GIVEN INFORMATION:
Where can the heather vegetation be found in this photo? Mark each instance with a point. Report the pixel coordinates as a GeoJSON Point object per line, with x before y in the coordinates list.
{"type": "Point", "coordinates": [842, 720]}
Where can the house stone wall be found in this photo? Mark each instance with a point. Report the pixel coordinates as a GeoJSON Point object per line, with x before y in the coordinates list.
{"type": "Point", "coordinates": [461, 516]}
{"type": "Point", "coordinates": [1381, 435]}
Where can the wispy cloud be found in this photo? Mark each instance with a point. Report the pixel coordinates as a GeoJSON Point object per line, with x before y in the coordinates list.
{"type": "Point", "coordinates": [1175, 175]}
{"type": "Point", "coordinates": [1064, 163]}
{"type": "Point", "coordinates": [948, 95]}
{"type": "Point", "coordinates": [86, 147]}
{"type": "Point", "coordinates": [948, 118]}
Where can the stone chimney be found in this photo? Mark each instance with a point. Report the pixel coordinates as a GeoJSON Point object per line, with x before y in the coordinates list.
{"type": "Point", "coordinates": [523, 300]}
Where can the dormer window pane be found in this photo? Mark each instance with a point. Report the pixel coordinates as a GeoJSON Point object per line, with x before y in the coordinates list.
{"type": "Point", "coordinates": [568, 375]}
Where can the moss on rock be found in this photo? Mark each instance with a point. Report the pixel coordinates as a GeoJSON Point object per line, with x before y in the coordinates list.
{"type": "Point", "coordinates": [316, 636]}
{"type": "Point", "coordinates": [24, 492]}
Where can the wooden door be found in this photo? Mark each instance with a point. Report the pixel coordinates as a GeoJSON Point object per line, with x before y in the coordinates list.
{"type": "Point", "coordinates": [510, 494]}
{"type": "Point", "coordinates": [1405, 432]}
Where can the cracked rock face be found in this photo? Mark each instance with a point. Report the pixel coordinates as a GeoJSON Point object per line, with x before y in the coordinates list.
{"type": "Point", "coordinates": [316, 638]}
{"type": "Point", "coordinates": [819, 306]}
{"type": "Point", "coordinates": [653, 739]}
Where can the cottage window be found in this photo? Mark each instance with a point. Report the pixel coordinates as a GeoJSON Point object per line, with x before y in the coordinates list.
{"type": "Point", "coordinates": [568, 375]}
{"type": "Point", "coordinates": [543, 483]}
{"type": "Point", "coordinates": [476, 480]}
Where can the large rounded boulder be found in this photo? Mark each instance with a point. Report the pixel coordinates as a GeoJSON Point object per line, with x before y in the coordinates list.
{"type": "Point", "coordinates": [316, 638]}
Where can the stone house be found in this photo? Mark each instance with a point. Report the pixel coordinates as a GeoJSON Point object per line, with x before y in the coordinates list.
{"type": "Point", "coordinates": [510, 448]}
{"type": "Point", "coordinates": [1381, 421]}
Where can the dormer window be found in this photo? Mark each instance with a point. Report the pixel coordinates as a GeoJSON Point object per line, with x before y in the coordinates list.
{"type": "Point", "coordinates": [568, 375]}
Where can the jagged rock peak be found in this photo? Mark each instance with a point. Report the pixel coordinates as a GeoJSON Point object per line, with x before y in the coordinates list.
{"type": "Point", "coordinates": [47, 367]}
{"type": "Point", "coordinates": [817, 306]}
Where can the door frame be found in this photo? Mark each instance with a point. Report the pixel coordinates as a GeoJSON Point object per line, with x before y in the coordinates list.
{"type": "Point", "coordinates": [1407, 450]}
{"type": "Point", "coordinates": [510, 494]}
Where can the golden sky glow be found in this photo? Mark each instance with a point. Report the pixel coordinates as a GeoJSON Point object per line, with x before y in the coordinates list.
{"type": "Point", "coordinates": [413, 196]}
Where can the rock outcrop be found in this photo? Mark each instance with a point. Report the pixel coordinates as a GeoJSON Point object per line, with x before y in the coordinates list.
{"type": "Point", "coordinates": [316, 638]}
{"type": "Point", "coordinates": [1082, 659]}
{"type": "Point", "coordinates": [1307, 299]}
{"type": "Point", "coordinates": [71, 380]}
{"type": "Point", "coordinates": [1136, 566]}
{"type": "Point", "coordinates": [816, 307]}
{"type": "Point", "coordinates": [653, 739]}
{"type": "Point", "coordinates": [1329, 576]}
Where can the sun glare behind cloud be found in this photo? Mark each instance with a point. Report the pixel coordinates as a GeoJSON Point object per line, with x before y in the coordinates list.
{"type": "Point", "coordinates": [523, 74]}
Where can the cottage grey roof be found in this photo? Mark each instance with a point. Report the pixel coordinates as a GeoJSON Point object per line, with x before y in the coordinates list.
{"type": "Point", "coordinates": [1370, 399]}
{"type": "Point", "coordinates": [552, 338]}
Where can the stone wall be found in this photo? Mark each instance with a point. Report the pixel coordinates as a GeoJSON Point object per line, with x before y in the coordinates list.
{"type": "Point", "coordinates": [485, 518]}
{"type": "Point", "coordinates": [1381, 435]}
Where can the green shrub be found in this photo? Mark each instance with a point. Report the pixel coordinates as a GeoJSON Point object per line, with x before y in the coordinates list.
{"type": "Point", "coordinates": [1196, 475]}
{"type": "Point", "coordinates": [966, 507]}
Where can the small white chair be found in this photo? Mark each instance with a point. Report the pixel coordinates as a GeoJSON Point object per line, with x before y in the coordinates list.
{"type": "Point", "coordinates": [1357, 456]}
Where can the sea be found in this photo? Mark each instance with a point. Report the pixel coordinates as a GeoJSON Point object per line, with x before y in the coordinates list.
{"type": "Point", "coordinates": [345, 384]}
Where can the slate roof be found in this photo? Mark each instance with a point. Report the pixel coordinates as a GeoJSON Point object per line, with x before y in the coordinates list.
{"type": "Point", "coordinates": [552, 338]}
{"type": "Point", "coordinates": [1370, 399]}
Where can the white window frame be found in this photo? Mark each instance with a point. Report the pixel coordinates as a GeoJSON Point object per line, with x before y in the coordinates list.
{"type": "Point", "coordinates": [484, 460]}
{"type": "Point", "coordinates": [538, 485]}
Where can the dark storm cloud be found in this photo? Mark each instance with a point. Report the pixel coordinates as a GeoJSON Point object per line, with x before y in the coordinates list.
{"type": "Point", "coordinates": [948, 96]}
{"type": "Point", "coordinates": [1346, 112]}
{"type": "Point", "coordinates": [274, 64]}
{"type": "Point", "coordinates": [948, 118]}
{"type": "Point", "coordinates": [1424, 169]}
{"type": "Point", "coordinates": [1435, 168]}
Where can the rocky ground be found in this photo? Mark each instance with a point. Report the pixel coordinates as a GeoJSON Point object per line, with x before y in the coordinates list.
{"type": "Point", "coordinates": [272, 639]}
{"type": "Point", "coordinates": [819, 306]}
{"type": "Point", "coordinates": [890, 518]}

WHAT IS ASKED: Reproduce every line above, character for character, with no changes.

SOLUTION TO THIS PROBLEM:
Where can the heather vegetation be found in this photo? Mark each instance with a point. Report the pixel coordinates as a GeoJSON Point object per line, with x before y in the coordinates list.
{"type": "Point", "coordinates": [842, 720]}
Where can the house stone wall be found in this photo? Mark each instance with a point. Report the pixel coordinates as a GeoJSON Point object per line, with x before y in the coordinates list.
{"type": "Point", "coordinates": [461, 516]}
{"type": "Point", "coordinates": [1381, 435]}
Where can the wispy cloud be found in this photo? Mark each instance with a point. Report the pixel coordinates as a GeoJSON Point object per line, with x before y in the coordinates list.
{"type": "Point", "coordinates": [1175, 175]}
{"type": "Point", "coordinates": [1064, 163]}
{"type": "Point", "coordinates": [948, 95]}
{"type": "Point", "coordinates": [86, 147]}
{"type": "Point", "coordinates": [948, 118]}
Where can the stone chimney be found in this photo? Mark each instance with a point. Report the pixel coordinates as a GeoJSON Point object per line, with x before y in the coordinates list.
{"type": "Point", "coordinates": [523, 300]}
Where can the dormer window pane be found in this photo? Mark each instance with a point. Report the pixel coordinates as a GeoJSON Point object per line, with x before y in the coordinates list.
{"type": "Point", "coordinates": [568, 375]}
Where can the moss on rock be found in this photo? Mark each instance with a point. Report the pixel coordinates as a GeoJSON Point object per line, with x before y in the coordinates list.
{"type": "Point", "coordinates": [316, 636]}
{"type": "Point", "coordinates": [24, 492]}
Where can the wooden door be found in this photo? Mark each instance with a point. Report the pixel coordinates as a GeoJSON Point object per line, with x before y in the coordinates list.
{"type": "Point", "coordinates": [510, 494]}
{"type": "Point", "coordinates": [1405, 432]}
Where can the cracked rock face be found in this photo? Mark each instance with a point. Report the pixel coordinates as a GeoJSON Point object per line, with x before y in the coordinates list.
{"type": "Point", "coordinates": [316, 638]}
{"type": "Point", "coordinates": [819, 306]}
{"type": "Point", "coordinates": [653, 739]}
Where can the cottage window be found in this photo? Mark each instance with a point. Report the pixel coordinates as a GeoJSON Point object per line, with x before y in the coordinates list.
{"type": "Point", "coordinates": [568, 375]}
{"type": "Point", "coordinates": [543, 483]}
{"type": "Point", "coordinates": [476, 480]}
Where can the large rounded boulder be found in this photo? Mark each instance with a point. Report the pixel coordinates as a GeoJSON Point object per line, with x before y in the coordinates list.
{"type": "Point", "coordinates": [316, 638]}
Where can the stone house be found in this photo? Mark each instance with a point. Report the pixel coordinates as a GeoJSON Point object per line, with x before y in the coordinates list.
{"type": "Point", "coordinates": [510, 448]}
{"type": "Point", "coordinates": [1381, 421]}
Where can the dormer window be found in this photo? Mark each instance with a point. Report the pixel coordinates as a GeoJSON Point object per line, with x before y in the coordinates list.
{"type": "Point", "coordinates": [568, 375]}
Where can the jagged rock peak be found in this photo? Mark each instance with a point. Report the pixel coordinates as a GeoJSON Point object per line, with x before y in the coordinates list.
{"type": "Point", "coordinates": [47, 367]}
{"type": "Point", "coordinates": [817, 306]}
Where can the door frame be found in this photo? Mark each instance with a point. Report the pixel coordinates as a GeoJSON Point object per line, with x before y in the coordinates list.
{"type": "Point", "coordinates": [1407, 450]}
{"type": "Point", "coordinates": [510, 494]}
Where can the golden sky glow be found in this photo? Mark each instance with a point. Report the pixel coordinates as a GeoJSON Point object per line, with x before y in the coordinates list.
{"type": "Point", "coordinates": [413, 196]}
Where can the rock outcrop be found in this photo? Mark each instance with a point. Report the pixel coordinates as a GeoJSON Point object per line, with x before y in the coordinates list.
{"type": "Point", "coordinates": [316, 638]}
{"type": "Point", "coordinates": [1082, 659]}
{"type": "Point", "coordinates": [1307, 299]}
{"type": "Point", "coordinates": [71, 380]}
{"type": "Point", "coordinates": [1136, 566]}
{"type": "Point", "coordinates": [816, 307]}
{"type": "Point", "coordinates": [653, 739]}
{"type": "Point", "coordinates": [1329, 576]}
Where can the sun glare behind cloud be found in this photo? Mark each instance with a point. Report the pixel coordinates as a GeoJSON Point object per line, with x before y in the coordinates list.
{"type": "Point", "coordinates": [523, 74]}
Where can the cottage grey roof be found in this photo? Mark each instance with a point. Report the pixel coordinates as a GeoJSON Point object per line, with x before y in the coordinates list.
{"type": "Point", "coordinates": [1370, 399]}
{"type": "Point", "coordinates": [552, 338]}
Where can the stone wall be found in this photo? Mark each instance with a point. Report the pixel coordinates as a GeoJSON Point object per line, with x before y in the coordinates list.
{"type": "Point", "coordinates": [485, 518]}
{"type": "Point", "coordinates": [1381, 435]}
Where can the green shrub be found in this photo? Mark each instance with a point. Report the pixel coordinates as a GeoJSON Point object per line, with x before y in the coordinates list.
{"type": "Point", "coordinates": [1196, 475]}
{"type": "Point", "coordinates": [966, 507]}
Where can the small white chair be found in this photo? Mark each instance with a point. Report the pixel coordinates as a GeoJSON Point object per line, with x before y in the coordinates list.
{"type": "Point", "coordinates": [1357, 456]}
Where can the sea be found in this photo? Mark each instance with a point. Report the pixel coordinates as a GeoJSON Point object per line, with x before y in the coordinates list.
{"type": "Point", "coordinates": [345, 384]}
Where can the slate roof be found in this photo? Mark each instance with a point. Report the pixel coordinates as a GeoJSON Point object per line, with x before y in the coordinates list.
{"type": "Point", "coordinates": [552, 338]}
{"type": "Point", "coordinates": [1370, 399]}
Where can the white window frame be found in this photo? Mark each instance with a point. Report the pixel coordinates as a GeoJSON Point object per line, with x before y in the coordinates list.
{"type": "Point", "coordinates": [484, 460]}
{"type": "Point", "coordinates": [538, 485]}
Where can the dark storm cloud be found in this photo? Mark each instance with a point. Report the pixel coordinates as a GeoJSON Point object per line, with x before y in the coordinates list.
{"type": "Point", "coordinates": [948, 96]}
{"type": "Point", "coordinates": [1346, 112]}
{"type": "Point", "coordinates": [274, 64]}
{"type": "Point", "coordinates": [948, 118]}
{"type": "Point", "coordinates": [1424, 169]}
{"type": "Point", "coordinates": [1435, 168]}
Where can the rocky ground be found in this photo? Mark each instance with a point. Report the pixel coordinates as a GeoJSON Point object per line, with x before y in the coordinates list.
{"type": "Point", "coordinates": [272, 639]}
{"type": "Point", "coordinates": [819, 306]}
{"type": "Point", "coordinates": [890, 518]}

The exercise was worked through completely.